◆ TEXT PASSAGE
┌──
GridSearchCV(cv=None, error_score='raise',
       estimator=Pipeline(memory=None,
     steps=[('tfidf', TfidfVectorizer(analyzer='word', binary=False, decode_error='strict',
        dtype=<class 'numpy.int64'>, encoding='utf-8', input='content',
        lowercase=True, max_df=1.0, max_features=None, min_df=1,
        ngram_range=(1, 1), norm='l2', preprocessor=None, smooth_idf=True,
 ...owski',
           metric_params=None, n_jobs=1, n_neighbors=5, p=2,
           weights='uniform'))]),
       fit_params={}, iid=True, n_jobs=1,
       param_grid={'tfidf__min_df': [1, 3, 5, 7], 'tfidf__max_df': [0.65, 0.7, 0.75, 0.85, 0.9], 'tfidf__norm': ['l1', 'l2'], 'knn__n_neighbors': [40, 50, 60, 70], 'knn__weights': ['uniform', 'distance'], 'knn__metric': ['minkowski', 'euclidean', 'manhattan']},
       pre_dispatch='2*n_jobs', refit=True, scoring=None, verbose=0)

### Scoring my model

In [30]:
gs.score(X_train[1],y_train[1])

0.9887323943661972

In [31]:
gs.score(X_test[1],y_test[1])

0.6028169014084507

In [32]:
gs.best_params_

{'knn__metric': 'manhattan',
 'knn__n_neighbors': 50,
 'knn__weights': 'distance',
 'tfidf__max_df': 0.65,
 'tfidf__min_df': 1,
 'tfidf__norm': 'l1'}

My model did not score better than any of my logistic regression models and is more overfit

### KNN on count vectorized data

Now I'll tokenize my data by using counting the appearance of each tearm in each post. Then I'll fit a k-nearest neighbors model to said data.

In [33]:
pipe = Pipeline([
    ('cvec', CountVectorizer(stop_words=custom_stopwords)),
    ('knn', KNeighborsClassifier())
])

After extensive grid searching I found the best parameters to optimize accuracy would be:

cvec_min_df: Ignore words that don't appear in at least 3 documents

cvec_max_df: Ignore words that appear in over $85 \%$ of the documents

cvec_ngram_range: (1,2) Consider each word individually and pairs of words

knn_n_neighbors: 40 of the closest neighbors to a point get to vote on that point's class

knn_weights: each point has a uniform weight

knn_metric: distance is measured using the minkowski metric

In [37]:
params = {
    'cvec__min_df': [1,3,5],
    'cvec__max_df': [.85,.9,.95,1.0],
    'cvec__ngram_range': [(1,1),(1,2)],
    'knn__n_neighbors': [30,40,50],
    'knn__weights': ['uniform', 'distance'],
    'knn__metric': ['minkowski', 'euclidean', 'manhattan']
}

In [38]:
gs = GridSearchCV(pipe, params)
└──
◆ WORK INSTRUCTIONS
Carry the notebook on k-nearest neighbors text classification forward from its last line. The material has no connection to the notebook on k-nearest neighbors text classification.

[Items from a data source]
┌──
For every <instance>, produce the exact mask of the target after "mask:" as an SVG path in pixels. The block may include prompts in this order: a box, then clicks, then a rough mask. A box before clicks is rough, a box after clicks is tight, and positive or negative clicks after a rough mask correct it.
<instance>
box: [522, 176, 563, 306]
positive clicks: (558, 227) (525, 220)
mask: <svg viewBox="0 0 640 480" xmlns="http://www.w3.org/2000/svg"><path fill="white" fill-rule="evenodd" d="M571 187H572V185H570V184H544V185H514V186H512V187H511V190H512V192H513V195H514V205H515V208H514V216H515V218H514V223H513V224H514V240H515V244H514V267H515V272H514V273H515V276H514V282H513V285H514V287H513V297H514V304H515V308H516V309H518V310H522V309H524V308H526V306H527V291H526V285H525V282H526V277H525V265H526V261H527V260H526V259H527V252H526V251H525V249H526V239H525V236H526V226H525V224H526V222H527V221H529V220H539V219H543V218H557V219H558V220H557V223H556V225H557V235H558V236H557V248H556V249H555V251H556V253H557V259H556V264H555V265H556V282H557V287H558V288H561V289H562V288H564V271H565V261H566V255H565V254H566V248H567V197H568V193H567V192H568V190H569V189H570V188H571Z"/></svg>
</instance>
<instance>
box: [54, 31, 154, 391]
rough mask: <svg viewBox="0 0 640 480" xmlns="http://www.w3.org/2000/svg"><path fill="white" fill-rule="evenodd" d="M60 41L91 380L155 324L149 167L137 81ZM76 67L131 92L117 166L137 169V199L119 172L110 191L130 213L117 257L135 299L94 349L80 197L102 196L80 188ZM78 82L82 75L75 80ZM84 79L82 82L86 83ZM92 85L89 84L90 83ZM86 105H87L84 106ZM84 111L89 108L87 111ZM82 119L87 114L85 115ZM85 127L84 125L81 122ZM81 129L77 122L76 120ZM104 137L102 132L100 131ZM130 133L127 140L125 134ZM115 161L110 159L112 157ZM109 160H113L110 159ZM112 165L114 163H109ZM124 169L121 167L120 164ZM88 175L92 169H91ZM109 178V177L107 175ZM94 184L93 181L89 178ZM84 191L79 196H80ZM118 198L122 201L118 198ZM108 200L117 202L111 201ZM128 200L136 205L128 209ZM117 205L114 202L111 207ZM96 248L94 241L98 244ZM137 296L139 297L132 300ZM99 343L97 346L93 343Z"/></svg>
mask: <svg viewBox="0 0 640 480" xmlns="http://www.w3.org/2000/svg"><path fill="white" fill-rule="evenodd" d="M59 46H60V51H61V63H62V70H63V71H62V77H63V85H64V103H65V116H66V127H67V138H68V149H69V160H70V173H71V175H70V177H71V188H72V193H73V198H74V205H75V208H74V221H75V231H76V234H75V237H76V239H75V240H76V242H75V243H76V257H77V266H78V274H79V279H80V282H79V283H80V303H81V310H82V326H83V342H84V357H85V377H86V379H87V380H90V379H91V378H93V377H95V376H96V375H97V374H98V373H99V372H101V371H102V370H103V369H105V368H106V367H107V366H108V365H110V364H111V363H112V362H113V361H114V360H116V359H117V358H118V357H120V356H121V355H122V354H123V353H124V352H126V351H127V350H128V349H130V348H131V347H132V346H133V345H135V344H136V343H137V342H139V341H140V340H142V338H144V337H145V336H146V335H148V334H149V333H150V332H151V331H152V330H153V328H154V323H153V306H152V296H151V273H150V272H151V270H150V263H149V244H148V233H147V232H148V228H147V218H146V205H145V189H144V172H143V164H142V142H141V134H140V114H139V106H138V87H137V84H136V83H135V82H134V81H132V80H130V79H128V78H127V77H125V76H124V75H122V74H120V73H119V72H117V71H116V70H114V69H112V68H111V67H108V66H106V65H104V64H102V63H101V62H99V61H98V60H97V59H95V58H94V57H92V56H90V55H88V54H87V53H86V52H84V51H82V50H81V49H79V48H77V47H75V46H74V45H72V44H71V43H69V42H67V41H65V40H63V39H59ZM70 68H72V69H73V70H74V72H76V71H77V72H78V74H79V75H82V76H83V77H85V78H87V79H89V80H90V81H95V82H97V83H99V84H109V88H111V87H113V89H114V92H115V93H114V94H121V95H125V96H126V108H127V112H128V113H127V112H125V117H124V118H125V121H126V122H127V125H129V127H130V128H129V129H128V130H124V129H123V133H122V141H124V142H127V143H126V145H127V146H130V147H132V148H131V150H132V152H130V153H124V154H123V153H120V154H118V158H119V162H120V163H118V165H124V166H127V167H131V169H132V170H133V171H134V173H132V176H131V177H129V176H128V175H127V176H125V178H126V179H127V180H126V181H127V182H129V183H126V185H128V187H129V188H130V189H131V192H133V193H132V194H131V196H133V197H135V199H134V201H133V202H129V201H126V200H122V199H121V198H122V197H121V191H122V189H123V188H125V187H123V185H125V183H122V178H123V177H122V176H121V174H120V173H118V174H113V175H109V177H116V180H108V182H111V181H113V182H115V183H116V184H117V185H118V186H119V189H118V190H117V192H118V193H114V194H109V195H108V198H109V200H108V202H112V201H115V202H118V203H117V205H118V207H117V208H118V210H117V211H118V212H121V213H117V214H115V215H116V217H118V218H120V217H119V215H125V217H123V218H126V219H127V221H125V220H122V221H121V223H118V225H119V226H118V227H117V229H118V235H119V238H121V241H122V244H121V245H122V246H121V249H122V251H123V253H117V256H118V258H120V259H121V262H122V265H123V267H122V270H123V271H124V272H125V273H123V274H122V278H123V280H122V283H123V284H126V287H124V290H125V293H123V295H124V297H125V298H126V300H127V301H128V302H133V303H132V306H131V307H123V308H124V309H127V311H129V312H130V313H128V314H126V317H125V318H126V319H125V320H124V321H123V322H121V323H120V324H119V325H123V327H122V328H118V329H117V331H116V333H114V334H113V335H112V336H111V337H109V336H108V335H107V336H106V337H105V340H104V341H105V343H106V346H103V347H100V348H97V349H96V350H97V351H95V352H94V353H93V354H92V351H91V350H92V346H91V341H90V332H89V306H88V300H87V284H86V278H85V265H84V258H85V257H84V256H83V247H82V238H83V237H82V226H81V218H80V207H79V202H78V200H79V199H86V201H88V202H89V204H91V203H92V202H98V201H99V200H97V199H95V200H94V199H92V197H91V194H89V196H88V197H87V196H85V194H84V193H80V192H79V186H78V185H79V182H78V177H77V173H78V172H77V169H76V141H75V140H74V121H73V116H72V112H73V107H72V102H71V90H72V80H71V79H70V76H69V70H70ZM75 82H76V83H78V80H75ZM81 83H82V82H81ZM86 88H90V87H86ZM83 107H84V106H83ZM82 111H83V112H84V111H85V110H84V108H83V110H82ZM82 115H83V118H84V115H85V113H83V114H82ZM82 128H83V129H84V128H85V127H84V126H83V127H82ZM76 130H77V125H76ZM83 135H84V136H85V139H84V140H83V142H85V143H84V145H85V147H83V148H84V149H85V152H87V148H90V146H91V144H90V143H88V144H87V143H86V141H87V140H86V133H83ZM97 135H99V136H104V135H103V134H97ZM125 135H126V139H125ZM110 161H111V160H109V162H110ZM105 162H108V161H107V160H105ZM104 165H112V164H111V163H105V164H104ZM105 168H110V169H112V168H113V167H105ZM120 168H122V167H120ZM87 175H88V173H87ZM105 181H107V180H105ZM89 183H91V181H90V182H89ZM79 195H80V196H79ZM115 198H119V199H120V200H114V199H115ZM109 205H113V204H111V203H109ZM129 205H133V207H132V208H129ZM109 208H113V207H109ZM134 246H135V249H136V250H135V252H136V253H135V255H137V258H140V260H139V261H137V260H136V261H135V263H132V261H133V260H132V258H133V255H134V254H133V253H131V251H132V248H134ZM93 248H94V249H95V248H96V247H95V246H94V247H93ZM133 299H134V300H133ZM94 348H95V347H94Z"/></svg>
└──
◆ ANSWER SPACE
In [39]:
gs.fit(X_train[1], y_train[1])

GridSearchCV(cv=None, error_score='raise',
       estimator=Pipeline(memory=None,
     steps=[('cvec', CountVectorizer(analyzer='word', binary=False, decode_error='strict',
        dtype=<class 'numpy.int64'>, encoding='utf-8', input='content',
        lowercase=True, max_df=1.0, max_features=None, min_df=1,
        ngram_range=(1, 1), preprocessor=None,
        stop_words=['ourselves...owski',
           metric_params=None, n_jobs=1, n_neighbors=5, p=2,
           weights='uniform'))]),
       fit_params={}, iid=True, n_jobs=1,
       param_grid={'cvec__min_df': [1, 3, 5], 'cvec__max_df': [0.85, 0.9, 0.95, 1.0], 'cvec__ngram_range': [(1, 1), (1, 2)], 'knn__n_neighbors': [30, 40, 50], 'knn__weights': ['uniform', 'distance'], 'knn__metric': ['minkowski', 'euclidean', 'manhattan']},
       pre_dispatch='2*n_jobs', refit=True, scoring=None, verbose=0)

### Scoring my model

In [40]:
gs.score(X_train[1],y_train[1])

0.6046948356807512

In [41]:
gs.score(X_test[1],y_test[1])

0.5633802816901409

In [42]:
gs.best_params_

{'cvec__max_df': 0.85,
 'cvec__min_df': 3,
 'cvec__ngram_range': (1, 2),
 'knn__metric': 'minkowski',
 'knn__n_neighbors': 40,
 'knn__weights': 'uniform'}

My model scored worse than my intial one with an accuracy of $56.3 \%$. However, it is not overfit

### KNN on count vectorized data with sentiment analysis

Let's see if adding features for sentiment analysis will improve my models accuracy in classifying the subreddits

In [44]:
pipe = Pipeline([
    ('cvec', CountVectorizer(stop_words=custom_stopwords)),
    ('knn', KNeighborsClassifier())
])

After extensive grid searching, I found that the best parameters for my model to be as follows:

n_neighbors: 30 neighbors get to vote on each points class

weights: each point is weighted by distance

metric: distance is measured using the minkowski metric

In [53]:
params = {
    'n_neighbors': [30,40,50],
    'weights': ['uniform', 'distance'],
    'metric': ['minkowski', 'euclidean', 'manhattan']
}

In [46]:
gs = GridSearchCV(KNeighborsClassifier(), params)

In [49]:
gs.fit(X_train_sen,y_train_sen[1])

GridSearchCV(cv=None, error_score='raise',
       estimator=KNeighborsClassifier(algorithm='auto', leaf_size=30, metric='minkowski',
           metric_params=None, n_jobs=1, n_neighbors=5, p=2,
           weights='uniform'),
       fit_params={}, iid=True, n_jobs=1,
       param_grid={'n_neighbors': [30, 40, 50], 'weights': ['uniform', 'distance'], 'metric': ['minkowski', 'euclidean', 'manhattan']},
       pre_dispatch='2*n_jobs', refit=True, scoring=None, verbose=0)

In [50]:
gs.score(X_train_sen,y_train_sen[1])

0.9624413145539906

In [51]:
gs.score(X_test_sen,y_test_sen[1])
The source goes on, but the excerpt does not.